=== Provided text ===

Maybe you’re familiar with the anxiety that shows up when you start to wonder how long it will take before someone “catches on to you”. You can’t help but feel like you “have them all fooled”, but are convinced that before long someone will realize that you are not as competent as they had believed.

If this has been your experience, you are not alone. An estimated 70% of people struggle with this at some point in their lives according to this article in the International Journal of Behavioural Science.


Impostor syndrome, is not really a syndrome or a medical diagnosis, but you’ve likely heard of this phenomena.  These painful thoughts and emotions often lead people strive for perfection, set unrealistic goals and feel paralyzed by negative judgements and self-doubt. 

It was initially defined by psychologists Suzanna Imes and Pauline Rose Clance in the 1970s.  Through this work, Clance noticed that struggling with profound feelings of self-doubt  can lead to anxiety and low self-confidence.

=== Records supplied ===

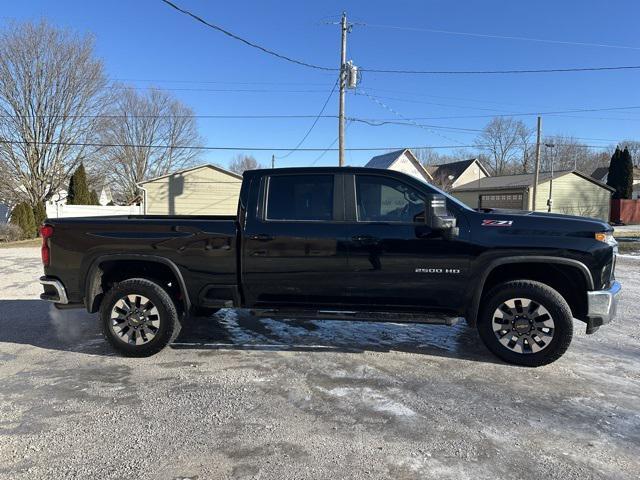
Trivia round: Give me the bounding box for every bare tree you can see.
[475,117,531,175]
[540,135,611,174]
[620,140,640,168]
[0,22,107,206]
[229,154,262,174]
[514,124,536,173]
[100,87,201,202]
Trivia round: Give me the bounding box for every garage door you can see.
[480,193,523,210]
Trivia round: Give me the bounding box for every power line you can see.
[107,85,326,93]
[0,102,640,122]
[362,65,640,75]
[360,90,468,142]
[161,0,640,75]
[0,140,609,152]
[161,0,338,72]
[0,114,338,119]
[359,23,640,50]
[309,119,353,167]
[276,77,340,160]
[347,117,482,133]
[113,78,326,87]
[350,105,640,120]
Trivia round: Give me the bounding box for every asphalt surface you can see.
[0,248,640,480]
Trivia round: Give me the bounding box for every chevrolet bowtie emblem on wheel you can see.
[482,220,513,227]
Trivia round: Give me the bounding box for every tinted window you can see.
[356,175,424,223]
[267,175,333,220]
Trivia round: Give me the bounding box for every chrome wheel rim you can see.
[492,298,555,354]
[109,294,160,345]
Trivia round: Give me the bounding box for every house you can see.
[0,185,67,225]
[365,148,433,182]
[138,165,242,215]
[425,158,489,190]
[591,167,640,200]
[451,170,614,221]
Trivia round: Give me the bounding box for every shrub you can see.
[0,223,22,242]
[9,202,36,239]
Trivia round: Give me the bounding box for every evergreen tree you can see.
[607,147,622,198]
[620,147,633,199]
[33,202,47,229]
[67,163,91,205]
[10,202,36,239]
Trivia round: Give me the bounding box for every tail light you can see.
[40,225,53,267]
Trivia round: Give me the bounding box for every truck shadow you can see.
[171,310,501,363]
[0,300,500,363]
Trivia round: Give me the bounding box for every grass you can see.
[0,238,42,248]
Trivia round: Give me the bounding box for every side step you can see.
[250,309,463,326]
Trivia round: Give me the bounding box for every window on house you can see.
[266,175,333,221]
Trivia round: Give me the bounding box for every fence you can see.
[47,203,144,218]
[611,199,640,225]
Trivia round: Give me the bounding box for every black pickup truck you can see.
[40,168,620,366]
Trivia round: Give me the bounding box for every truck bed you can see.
[45,215,238,303]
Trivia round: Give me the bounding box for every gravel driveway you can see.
[0,248,640,480]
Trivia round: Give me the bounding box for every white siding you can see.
[389,152,428,180]
[142,166,242,215]
[451,162,486,188]
[47,203,143,218]
[536,173,611,221]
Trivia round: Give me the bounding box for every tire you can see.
[191,307,220,318]
[477,280,573,367]
[100,278,180,357]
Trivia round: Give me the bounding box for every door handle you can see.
[249,233,273,242]
[351,235,379,243]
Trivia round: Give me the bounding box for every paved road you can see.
[0,249,640,480]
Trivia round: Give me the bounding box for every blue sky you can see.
[0,0,640,170]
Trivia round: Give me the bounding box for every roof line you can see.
[137,163,242,185]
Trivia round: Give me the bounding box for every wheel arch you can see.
[84,254,191,313]
[466,256,594,326]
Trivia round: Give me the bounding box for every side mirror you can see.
[425,193,458,237]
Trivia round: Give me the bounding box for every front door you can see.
[242,173,347,308]
[344,174,470,310]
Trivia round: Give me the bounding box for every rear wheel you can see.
[478,280,573,367]
[100,278,180,357]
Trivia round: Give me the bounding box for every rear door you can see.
[241,172,347,307]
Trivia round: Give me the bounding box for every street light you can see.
[544,143,555,212]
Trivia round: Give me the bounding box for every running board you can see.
[250,309,462,326]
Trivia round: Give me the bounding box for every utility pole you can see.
[338,12,348,167]
[544,143,555,213]
[532,117,542,212]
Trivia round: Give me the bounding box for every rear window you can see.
[266,175,333,220]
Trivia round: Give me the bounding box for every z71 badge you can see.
[482,220,513,227]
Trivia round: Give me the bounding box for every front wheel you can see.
[478,280,573,367]
[100,278,180,357]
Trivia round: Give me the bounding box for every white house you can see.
[365,148,433,182]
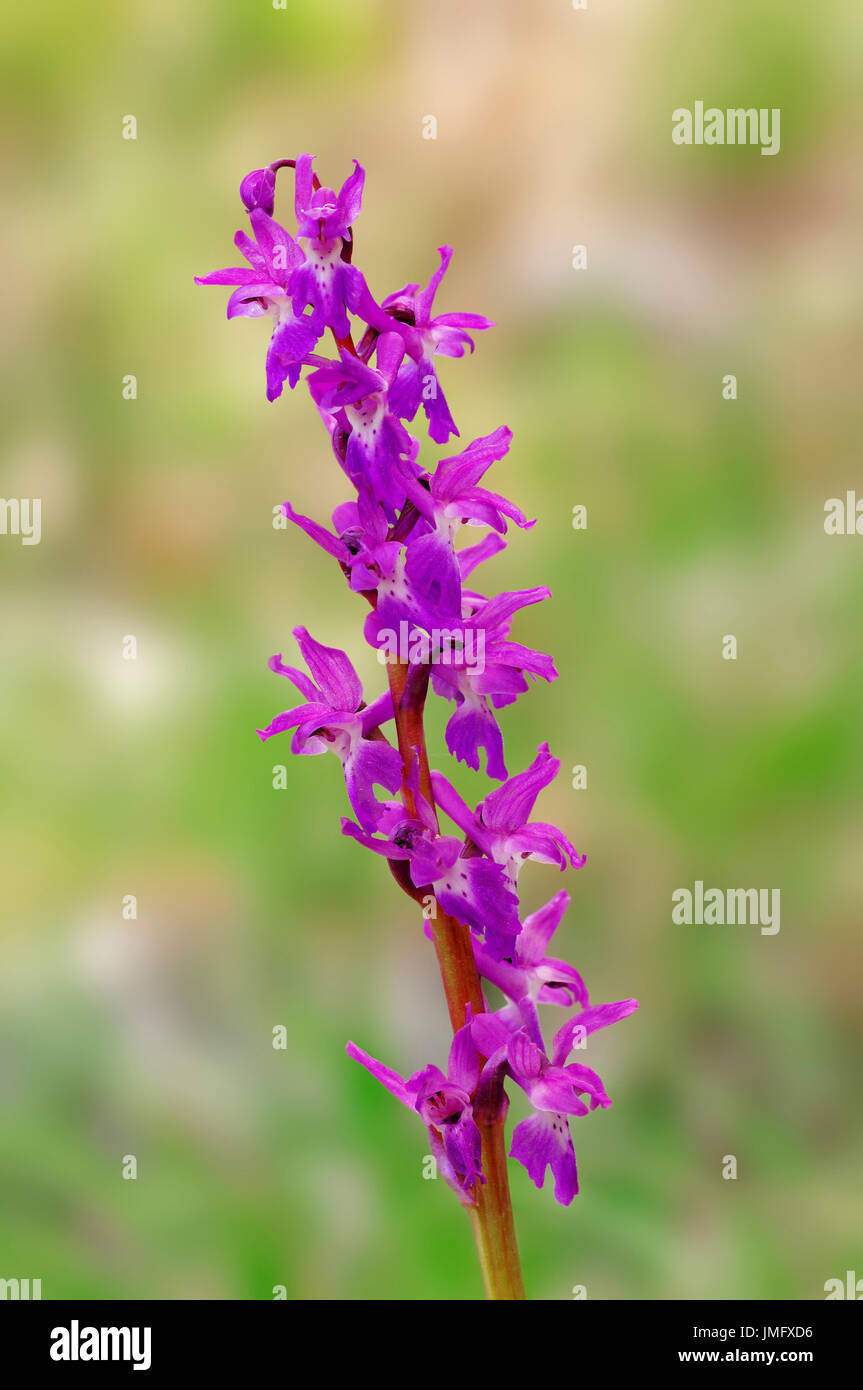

===

To do:
#1 Revise the impostor syndrome passage from the words "If this has" through the words "of Behavioural Science.", putting "contend" in place of "struggle".
#2 In the impostor syndrome passage, what reason is given for telling readers who have felt this anxiety that they are not alone?

Answers for the exercise:
#1
If this has been your experience, you are not alone. An estimated 70% of people contend with this at some point in their lives according to this article in the International Journal of Behavioural Science.

#2 An estimated 70% of people struggle with these feelings at some point in their lives. The passage attributes that figure to an article in the International Journal of Behavioural Science.